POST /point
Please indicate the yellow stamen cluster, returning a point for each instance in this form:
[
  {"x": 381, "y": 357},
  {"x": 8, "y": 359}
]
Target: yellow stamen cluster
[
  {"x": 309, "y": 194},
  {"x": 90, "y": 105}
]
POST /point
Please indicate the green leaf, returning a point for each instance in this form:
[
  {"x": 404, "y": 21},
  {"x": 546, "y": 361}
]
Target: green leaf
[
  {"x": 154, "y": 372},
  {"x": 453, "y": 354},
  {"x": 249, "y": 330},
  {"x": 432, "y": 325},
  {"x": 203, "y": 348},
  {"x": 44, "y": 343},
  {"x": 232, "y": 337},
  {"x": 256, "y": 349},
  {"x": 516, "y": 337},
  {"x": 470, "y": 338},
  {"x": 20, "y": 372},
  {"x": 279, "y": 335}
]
____________________
● **WORK TO COMPLETE**:
Copy every line of the records above verbatim, from start to finish.

● **CORRECT RESULT**:
POST /point
Please indicate the yellow stamen cluster, returning a point for each instance in this form:
[
  {"x": 381, "y": 357},
  {"x": 8, "y": 359}
]
Target: yellow stamen cluster
[
  {"x": 309, "y": 194},
  {"x": 90, "y": 105}
]
POST /point
Please indicate the green leaf, returning a point for each instance in this form:
[
  {"x": 404, "y": 21},
  {"x": 546, "y": 361}
]
Target: green leaf
[
  {"x": 154, "y": 372},
  {"x": 453, "y": 354},
  {"x": 249, "y": 330},
  {"x": 432, "y": 325},
  {"x": 203, "y": 348},
  {"x": 44, "y": 343},
  {"x": 232, "y": 337},
  {"x": 256, "y": 349},
  {"x": 516, "y": 337},
  {"x": 470, "y": 338},
  {"x": 20, "y": 372},
  {"x": 279, "y": 335}
]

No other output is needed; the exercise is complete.